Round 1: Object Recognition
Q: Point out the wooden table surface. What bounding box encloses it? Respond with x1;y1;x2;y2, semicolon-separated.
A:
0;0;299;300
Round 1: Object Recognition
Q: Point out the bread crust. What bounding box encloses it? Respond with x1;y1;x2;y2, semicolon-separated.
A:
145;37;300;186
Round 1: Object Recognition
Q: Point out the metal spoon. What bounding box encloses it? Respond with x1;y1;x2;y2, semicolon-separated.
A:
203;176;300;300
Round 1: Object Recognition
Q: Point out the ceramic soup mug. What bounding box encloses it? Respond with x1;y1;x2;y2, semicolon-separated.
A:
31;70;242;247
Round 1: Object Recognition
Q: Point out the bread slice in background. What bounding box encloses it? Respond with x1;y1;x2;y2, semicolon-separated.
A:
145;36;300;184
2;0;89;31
───
### WRITTEN INSTRUCTION
Render the rows above as a Markdown table with two columns, Row and Line. Give each non-blank line its own table row, numbered in order, and omit blank lines.

### SOLUTION TO THIS PROBLEM
| Row | Line |
|---|---|
| 1 | Round 1: Object Recognition |
| 2 | Q: Point out the wooden table surface. What bounding box encloses it? Respond with x1;y1;x2;y2, semicolon-separated. |
| 3 | A: |
| 4 | 0;0;299;300 |
| 5 | Round 1: Object Recognition |
| 6 | Q: Point out the bread crust. What bounding box encloses it? Respond with x1;y1;x2;y2, semicolon-separated. |
| 7 | A: |
| 8 | 145;37;300;186 |
| 9 | Round 1: Object Recognition |
| 10 | Q: Point out the metal spoon. What bounding box encloses it? Respond with x1;y1;x2;y2, semicolon-separated. |
| 11 | A: |
| 12 | 203;176;300;300 |
| 13 | Round 1: Object Recognition |
| 14 | Q: Point out the ceramic soup mug. What bounding box encloses it? Respond with x1;y1;x2;y2, semicolon-separated. |
| 15 | A: |
| 16 | 31;70;242;247 |
| 17 | Round 1: Object Recognition |
| 18 | Q: Point out the bread slice in background. What bounding box encloses it? Respond with x1;y1;x2;y2, semicolon-separated. |
| 19 | A: |
| 20 | 145;36;300;184 |
| 21 | 2;0;89;31 |